§ **Task requirements**:
Continue the study notes on post-training language models from the point where they stop.

§ **Exercise text**:
-*-*-
The defensible read is not “RLAIF wins” but a hybrid: AI feedback for breadth and consistency, anchored to a human-validation set that catches systematic drift, with human judgment reserved for the hardest value calls. The interview-grade answer names the trade-off — scalability and consistency against grounding — rather than declaring a winner.

Retrieval check

Answer from memory, then expand to check — or go deeper in the practice questions.

Give the SFT data-scale ladder, and explain why post-training saturates earlier than pre-training. FRI-4.1

~20 examples → formatting only; hundreds → behavioral shift; thousands → production sweet spot; tens of thousands → frontier scale; 100K+ → a new domain/language. Post-training saturates earlier because it steers an already-capable base model rather than teaching it from scratch — each example carries far more weight, so a few thousand high-quality demonstrations move the model more than millions of pre-training tokens would at this stage.

State the four steps of the iterative data loop, and why counterexamples beat random additions. FRI-4.2

Train → evaluate on held-out sets → identify the worst failure patterns → add targeted counterexamples; repeat until metrics plateau. Counterexamples win because they spend every example on the model’s actual failure distribution, while random data mostly re-teaches what the model already knows. Caveat: re-run the full eval each round to catch catastrophic forgetting.

Describe RL rollout structure, the default outputs-per-prompt, and what a widening alignment gap signals. FRI-4.3

A rollout is (prompt, sampled output, scalar reward); sample about 8 outputs per prompt by default. A widening alignment gap — reward-model score rising faster than true human preference — signals reward hacking: the policy is exploiting the reward model rather than genuinely improving. Mitigate with composite rewards, reward-model counterexamples, and halting on the gap.

Name the four operations of a synthetic data pipeline and which is most critical. FRI-4.4

Generate, filter, transform, score. Filtering is most critical: generation is easy and bad-data generation is easier still, so keeping the best 10–20% (multi-axis rejection + collapse detection) is where quality is actually created.

Sketch the seven steps of the Constitutional AI pipeline and what the constitution replaces. FRI-4.5

Write constitution → generate responses → constitutional critique → revision → SFT on revisions → generate preference data from the constitution → RL on those AI preferences (RLAIF). The constitution replaces the human preference labeler with explicit, auditable, version-controllable rules — cheaper, more consistent, and traceable.
-*-*-
§ **Given data**:
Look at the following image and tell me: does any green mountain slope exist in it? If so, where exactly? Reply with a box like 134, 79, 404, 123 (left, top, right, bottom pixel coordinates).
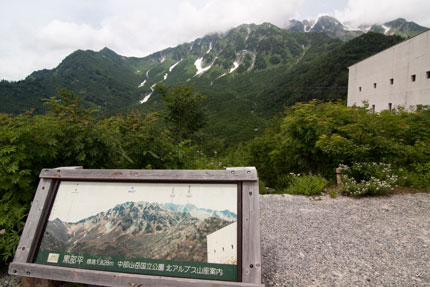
259, 32, 403, 114
0, 23, 414, 145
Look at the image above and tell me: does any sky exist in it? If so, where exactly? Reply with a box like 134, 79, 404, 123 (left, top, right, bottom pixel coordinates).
0, 0, 430, 81
49, 181, 237, 222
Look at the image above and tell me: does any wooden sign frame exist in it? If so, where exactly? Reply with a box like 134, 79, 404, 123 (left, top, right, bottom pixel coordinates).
9, 167, 264, 287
-*-*-
§ **Your response**:
Compare rejection sampling, LLM-as-judge, majority vote, and collapse detection — when does each fail? FRI-4.6

Rejection sampling (threshold-keep) fails by biasing the distribution when thresholded on one axis. LLM-as-judge fails on the judge’s biases (verbosity, confidence, self-preference). Majority vote fails when a shared misconception makes the wrong answer the consensus. Collapse detection fails silently when skipped — leaving memorizable near-duplicates. Use them in combination, on orthogonal axes.

Summary

Data is the engine room of post-training. Quantity follows a ladder — about 20 examples to change shape, thousands to change behavior, 100K+ to learn a new domain — and post-training saturates far earlier than pre-training because each example steers an already-capable model. The highest-leverage moves are iterative: mine the failure distribution and add targeted counterexamples rather than volume. RL reshapes data into rollouts scored by verifiers or composite rewards, with the alignment gap as the reward-hacking alarm. When real data runs out, synthetic pipelines generate at scale — but filtering, not generation, creates the quality, a claim the efficiency math makes concrete. Constitutional AI and RLAIF push further, replacing much of the human preference labeling with auditable principles, trading grounding for scale — the central live debate of modern alignment. Chapter 5 turns to production: serving, monitoring, and operating these models once they ship.